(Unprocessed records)
※

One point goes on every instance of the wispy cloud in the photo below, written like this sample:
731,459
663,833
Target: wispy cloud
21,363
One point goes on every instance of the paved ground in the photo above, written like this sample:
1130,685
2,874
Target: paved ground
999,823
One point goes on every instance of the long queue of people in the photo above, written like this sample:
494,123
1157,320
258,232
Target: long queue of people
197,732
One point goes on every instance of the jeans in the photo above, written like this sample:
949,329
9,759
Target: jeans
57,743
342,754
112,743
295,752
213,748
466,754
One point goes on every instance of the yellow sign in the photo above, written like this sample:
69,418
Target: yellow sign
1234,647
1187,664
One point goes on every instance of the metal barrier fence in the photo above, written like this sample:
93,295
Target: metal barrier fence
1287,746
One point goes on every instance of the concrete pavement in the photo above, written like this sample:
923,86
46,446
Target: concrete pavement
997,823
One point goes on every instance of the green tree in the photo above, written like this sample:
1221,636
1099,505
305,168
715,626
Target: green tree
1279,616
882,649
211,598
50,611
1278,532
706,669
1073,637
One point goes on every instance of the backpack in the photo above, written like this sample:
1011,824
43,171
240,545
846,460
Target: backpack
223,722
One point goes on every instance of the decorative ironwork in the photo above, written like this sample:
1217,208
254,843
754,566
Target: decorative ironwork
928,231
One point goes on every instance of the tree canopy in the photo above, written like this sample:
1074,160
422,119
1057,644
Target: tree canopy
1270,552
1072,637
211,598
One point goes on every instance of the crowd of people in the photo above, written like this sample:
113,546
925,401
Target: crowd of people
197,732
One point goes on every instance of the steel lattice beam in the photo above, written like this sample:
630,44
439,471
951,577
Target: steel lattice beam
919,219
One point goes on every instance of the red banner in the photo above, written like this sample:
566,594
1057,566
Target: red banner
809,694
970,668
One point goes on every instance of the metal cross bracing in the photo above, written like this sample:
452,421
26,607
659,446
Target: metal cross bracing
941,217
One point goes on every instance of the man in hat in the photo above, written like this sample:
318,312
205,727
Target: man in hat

※

DO THIS → Reproduce every line of the material above, unchanged and in the same order.

ANSWER BELOW →
One point goes on every instance of the wispy cloud in the photo below, written like this sample:
731,459
663,833
Target: wispy cloud
21,363
One point goes on every instance of the paved ground in the photo above, written like this sample:
1130,685
2,874
Target: paved ground
999,823
One point goes on every instance of the long queue of people in the photo above, written like this sample:
494,123
1157,320
258,232
Target: long queue of people
197,732
One point goes on every instance of the jeans in the photo above, written like this sample:
949,329
9,759
Target: jeans
57,743
342,754
112,743
295,752
213,748
466,754
One point goes on every instance of the yellow sign in the photo above, written like this sample:
69,418
Target: yellow sign
1234,647
1187,664
One point goes on every instance of the metal barrier fence in the photo above, written like this sample:
93,295
Target: metal barrier fence
1287,746
One point goes on every instance of the concrete pavement in the photo above, written like this sample:
923,86
46,446
Target: concrete pavement
997,823
One point goes on every instance of the green tree in the photo above, written like this sample:
1221,636
1099,505
305,168
715,626
Target: green tree
1279,616
882,649
211,598
50,611
1278,532
706,669
1073,637
One point goes on every instance of the backpack in the photo above, written like this sample:
1011,824
43,171
240,545
846,460
Target: backpack
223,722
One point goes on every instance of the decorative ironwork in the photo above, written like this sample:
1217,208
254,843
754,566
Target: decorative ironwork
928,231
One point goes on every instance of the tree canopy in the photo above, written like this sample:
1074,160
422,119
1057,644
Target: tree canopy
1270,552
1072,637
211,598
One point goes on every instance of the crowd of people in the photo above, written like this sample:
113,546
925,401
Target: crowd of people
197,732
One point goes on every instance of the steel lattice beam in the photo above, written like this sample:
630,44
439,471
951,577
Target: steel lattice beam
919,219
One point goes on every instance of the red banner in the photo above, written like this sample:
566,594
1057,566
Target: red banner
809,694
970,668
One point goes on every instance of the metal cross bracing in the photo above, written like this sample:
452,421
26,607
659,446
Target: metal cross bracing
941,217
One point goes on every instance of the man in hat in the photo above, written like this sample:
318,312
205,727
Target: man in hat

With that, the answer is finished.